__DESCRIPTION OF THE TASK__
Can you retype only the lines from the one with "the red brick wall" through the final line of the material, exactly as given?

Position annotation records
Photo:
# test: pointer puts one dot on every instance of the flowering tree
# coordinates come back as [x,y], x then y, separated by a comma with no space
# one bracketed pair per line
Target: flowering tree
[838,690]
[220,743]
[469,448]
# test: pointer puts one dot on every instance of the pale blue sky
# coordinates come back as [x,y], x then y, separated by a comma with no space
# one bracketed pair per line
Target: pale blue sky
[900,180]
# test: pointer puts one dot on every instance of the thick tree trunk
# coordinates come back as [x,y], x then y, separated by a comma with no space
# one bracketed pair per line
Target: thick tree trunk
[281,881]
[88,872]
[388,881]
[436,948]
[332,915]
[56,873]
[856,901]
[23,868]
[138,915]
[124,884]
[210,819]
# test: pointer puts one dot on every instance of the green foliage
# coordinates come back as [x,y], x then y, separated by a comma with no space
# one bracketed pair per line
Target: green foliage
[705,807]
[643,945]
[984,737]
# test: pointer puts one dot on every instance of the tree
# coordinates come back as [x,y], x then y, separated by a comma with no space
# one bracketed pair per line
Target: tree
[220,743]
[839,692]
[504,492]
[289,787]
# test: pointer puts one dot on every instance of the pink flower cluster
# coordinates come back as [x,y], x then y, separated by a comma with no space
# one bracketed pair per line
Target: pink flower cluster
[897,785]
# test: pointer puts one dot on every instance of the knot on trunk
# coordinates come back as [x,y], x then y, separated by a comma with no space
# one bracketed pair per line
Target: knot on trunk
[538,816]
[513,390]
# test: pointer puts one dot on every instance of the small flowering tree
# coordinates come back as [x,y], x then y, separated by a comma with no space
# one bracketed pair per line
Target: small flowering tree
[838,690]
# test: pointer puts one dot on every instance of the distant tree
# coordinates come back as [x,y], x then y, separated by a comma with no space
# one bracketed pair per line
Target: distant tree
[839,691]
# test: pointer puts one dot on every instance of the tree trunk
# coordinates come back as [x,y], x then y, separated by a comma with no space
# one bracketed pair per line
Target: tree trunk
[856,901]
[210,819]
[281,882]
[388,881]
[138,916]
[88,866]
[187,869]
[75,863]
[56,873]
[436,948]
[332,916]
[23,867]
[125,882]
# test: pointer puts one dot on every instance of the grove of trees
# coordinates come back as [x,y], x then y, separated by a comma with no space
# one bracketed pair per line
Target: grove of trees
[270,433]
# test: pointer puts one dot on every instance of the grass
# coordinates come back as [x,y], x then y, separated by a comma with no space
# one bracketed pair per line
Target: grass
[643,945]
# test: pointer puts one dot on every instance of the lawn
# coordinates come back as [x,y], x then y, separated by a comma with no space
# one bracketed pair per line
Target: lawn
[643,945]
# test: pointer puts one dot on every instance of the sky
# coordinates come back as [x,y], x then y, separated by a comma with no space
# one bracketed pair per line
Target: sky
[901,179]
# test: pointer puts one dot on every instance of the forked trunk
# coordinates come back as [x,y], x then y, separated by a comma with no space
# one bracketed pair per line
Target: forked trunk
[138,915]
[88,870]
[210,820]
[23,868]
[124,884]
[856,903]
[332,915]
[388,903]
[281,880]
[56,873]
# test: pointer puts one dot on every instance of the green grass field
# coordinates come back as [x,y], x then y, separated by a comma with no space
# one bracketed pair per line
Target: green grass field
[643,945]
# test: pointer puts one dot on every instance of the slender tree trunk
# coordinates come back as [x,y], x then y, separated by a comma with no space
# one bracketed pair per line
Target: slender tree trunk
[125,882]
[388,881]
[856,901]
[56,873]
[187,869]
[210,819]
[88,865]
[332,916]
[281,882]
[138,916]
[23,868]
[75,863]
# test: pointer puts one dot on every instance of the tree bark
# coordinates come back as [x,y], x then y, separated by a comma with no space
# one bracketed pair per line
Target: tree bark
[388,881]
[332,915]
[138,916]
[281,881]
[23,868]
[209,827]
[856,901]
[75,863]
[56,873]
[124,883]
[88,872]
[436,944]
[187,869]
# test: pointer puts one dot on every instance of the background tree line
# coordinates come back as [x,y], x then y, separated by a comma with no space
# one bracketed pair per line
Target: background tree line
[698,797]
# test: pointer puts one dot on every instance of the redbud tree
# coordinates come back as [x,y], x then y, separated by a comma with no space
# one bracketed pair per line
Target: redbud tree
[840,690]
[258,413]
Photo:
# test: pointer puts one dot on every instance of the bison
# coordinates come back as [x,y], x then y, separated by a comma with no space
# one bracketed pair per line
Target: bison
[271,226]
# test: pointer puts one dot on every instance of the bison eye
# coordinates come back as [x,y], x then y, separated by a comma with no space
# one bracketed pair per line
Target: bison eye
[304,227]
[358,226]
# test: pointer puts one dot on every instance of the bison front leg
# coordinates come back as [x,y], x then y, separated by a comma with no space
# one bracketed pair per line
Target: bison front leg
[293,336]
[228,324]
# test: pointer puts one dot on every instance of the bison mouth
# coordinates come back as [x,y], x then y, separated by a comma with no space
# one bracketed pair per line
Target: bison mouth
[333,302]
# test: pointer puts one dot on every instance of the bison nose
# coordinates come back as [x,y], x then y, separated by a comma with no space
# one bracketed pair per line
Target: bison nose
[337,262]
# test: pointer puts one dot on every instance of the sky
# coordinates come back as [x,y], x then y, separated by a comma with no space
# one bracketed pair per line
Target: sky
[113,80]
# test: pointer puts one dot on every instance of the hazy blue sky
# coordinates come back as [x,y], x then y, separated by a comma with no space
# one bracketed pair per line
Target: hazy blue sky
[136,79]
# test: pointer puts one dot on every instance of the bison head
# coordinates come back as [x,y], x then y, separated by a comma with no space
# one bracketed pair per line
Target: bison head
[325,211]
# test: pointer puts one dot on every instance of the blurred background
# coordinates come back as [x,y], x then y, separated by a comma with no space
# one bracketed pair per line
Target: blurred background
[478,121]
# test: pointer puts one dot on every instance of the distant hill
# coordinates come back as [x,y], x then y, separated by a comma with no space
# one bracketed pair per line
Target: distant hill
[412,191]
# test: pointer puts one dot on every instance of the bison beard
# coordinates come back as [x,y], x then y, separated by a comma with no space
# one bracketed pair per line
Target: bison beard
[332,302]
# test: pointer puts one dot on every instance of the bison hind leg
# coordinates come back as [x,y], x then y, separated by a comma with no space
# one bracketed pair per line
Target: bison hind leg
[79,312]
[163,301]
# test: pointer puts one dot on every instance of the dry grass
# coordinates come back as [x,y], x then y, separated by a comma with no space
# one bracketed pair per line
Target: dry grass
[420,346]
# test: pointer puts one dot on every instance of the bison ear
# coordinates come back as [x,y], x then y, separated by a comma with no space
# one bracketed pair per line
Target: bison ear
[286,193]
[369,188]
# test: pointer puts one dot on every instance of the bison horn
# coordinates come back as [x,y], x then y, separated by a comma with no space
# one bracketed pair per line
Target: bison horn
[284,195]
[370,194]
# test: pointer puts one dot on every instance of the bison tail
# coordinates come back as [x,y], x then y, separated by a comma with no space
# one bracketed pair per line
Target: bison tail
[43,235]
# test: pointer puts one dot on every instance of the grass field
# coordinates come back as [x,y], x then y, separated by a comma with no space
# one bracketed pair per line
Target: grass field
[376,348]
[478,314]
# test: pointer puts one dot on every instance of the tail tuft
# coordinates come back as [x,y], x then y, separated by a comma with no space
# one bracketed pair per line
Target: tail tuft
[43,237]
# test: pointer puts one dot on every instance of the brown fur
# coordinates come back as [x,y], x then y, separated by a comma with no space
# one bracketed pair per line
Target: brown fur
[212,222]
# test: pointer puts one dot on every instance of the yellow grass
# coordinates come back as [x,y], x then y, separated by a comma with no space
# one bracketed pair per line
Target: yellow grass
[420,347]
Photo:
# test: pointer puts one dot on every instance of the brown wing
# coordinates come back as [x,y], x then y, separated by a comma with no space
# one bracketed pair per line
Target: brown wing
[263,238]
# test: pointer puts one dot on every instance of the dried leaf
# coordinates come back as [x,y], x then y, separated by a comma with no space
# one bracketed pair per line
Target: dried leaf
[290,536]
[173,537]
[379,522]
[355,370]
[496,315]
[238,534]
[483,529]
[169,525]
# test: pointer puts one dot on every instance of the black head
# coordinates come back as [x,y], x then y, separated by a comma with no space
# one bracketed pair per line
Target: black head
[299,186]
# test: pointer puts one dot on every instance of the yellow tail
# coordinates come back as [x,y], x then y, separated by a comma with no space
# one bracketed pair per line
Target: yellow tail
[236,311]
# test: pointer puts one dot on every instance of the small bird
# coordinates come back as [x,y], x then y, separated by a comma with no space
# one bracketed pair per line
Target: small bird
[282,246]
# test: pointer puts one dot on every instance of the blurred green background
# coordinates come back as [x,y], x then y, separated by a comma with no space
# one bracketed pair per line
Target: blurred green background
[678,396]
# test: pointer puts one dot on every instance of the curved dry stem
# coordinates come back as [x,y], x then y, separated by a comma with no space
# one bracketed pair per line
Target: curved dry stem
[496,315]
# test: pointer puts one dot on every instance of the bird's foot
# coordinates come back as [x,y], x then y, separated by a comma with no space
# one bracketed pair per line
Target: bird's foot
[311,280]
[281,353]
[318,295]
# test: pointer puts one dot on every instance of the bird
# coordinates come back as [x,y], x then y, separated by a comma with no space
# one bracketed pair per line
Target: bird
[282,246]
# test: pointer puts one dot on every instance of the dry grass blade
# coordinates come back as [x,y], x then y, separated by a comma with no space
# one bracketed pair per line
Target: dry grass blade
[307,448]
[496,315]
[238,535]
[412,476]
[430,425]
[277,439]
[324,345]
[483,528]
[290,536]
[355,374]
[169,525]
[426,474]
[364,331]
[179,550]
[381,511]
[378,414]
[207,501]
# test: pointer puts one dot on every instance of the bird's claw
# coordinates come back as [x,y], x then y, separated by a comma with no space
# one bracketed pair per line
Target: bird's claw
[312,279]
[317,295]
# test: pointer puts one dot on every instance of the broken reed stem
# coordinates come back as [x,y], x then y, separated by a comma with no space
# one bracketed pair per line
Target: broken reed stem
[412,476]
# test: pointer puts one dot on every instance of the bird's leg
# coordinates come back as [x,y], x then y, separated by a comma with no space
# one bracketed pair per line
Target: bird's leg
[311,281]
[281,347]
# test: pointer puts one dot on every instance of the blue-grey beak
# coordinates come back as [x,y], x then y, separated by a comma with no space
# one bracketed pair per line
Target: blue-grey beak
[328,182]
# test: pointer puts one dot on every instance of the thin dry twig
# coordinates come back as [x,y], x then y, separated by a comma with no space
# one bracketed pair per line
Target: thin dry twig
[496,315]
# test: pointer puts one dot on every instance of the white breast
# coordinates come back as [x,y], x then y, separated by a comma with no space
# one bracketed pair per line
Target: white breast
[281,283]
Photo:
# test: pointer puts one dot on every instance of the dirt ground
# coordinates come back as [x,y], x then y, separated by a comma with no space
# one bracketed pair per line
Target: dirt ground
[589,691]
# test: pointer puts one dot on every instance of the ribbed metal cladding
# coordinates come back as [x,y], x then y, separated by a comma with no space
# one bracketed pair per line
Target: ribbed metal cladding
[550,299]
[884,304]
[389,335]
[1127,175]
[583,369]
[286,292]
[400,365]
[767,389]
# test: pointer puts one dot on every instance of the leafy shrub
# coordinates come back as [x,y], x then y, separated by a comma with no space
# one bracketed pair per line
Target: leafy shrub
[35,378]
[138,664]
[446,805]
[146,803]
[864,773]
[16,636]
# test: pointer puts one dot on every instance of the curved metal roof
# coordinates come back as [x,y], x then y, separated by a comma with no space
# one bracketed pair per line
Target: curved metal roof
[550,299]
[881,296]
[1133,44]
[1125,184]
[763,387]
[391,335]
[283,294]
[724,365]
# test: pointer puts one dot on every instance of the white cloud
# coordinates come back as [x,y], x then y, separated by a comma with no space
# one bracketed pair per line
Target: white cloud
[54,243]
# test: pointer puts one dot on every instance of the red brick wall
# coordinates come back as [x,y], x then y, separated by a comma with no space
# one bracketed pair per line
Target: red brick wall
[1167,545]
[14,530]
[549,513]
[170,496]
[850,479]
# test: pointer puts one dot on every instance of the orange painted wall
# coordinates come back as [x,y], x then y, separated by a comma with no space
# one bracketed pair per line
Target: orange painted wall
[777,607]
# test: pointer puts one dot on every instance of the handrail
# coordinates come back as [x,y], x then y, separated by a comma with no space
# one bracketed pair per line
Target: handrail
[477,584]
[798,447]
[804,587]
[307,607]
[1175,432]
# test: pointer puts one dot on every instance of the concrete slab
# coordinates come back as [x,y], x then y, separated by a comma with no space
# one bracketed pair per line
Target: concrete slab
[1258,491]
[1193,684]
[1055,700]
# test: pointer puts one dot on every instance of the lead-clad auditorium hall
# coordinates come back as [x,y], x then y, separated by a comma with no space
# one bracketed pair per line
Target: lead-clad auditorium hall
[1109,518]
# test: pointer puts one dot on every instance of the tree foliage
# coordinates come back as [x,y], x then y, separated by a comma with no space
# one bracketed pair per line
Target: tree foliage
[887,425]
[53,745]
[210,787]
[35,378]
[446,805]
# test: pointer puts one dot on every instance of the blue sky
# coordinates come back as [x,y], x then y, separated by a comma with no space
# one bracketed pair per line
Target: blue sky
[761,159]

__OUTPUT__
# test: pointer puts one dot on every instance of the red brick wall
# coordinates come back as [x,y], x then y, separated by a comma with no space
# one bracketed pair per line
Target: red brick wall
[1167,545]
[14,530]
[549,513]
[170,496]
[850,479]
# test: pointer puts one dot on every instance of the orange painted wall
# coordinates come back as [x,y], x then y, separated by a comma with no space
# one bracketed pair per line
Target: orange painted wall
[777,607]
# test: pointer puts one dot on every instance of the handrail
# coordinates come back as [x,y], x then y, separated by a comma with no space
# one bracketed pair per line
Target: handrail
[477,584]
[798,447]
[804,587]
[307,607]
[1175,432]
# test: pointer puts one dot on every instance of the concrete slab
# coordinates come back as [x,y], x then y, separated by a comma with no space
# one bracketed pair per line
Target: concrete slab
[1258,491]
[1193,684]
[1055,700]
# test: pointer puts one dot on every instance of the lead-clad auditorium hall
# coordinates come back as [x,y], x then y, separated by a comma with no space
# one bracketed pair per line
Target: lead-clad auditorium hall
[1109,518]
# test: pointer puts one dot on every instance of the tree foliage
# coordinates come back as [x,y], x then y, separated by a comma with no space
# one bracketed pair per line
Target: tree foliage
[887,425]
[53,745]
[210,787]
[35,378]
[446,805]
# test: pointer puts one dot on every instance of the blue sky
# coordinates come back as [x,y], x then y, separated by a comma with no space
# one bracketed pair per line
Target: blue sky
[761,159]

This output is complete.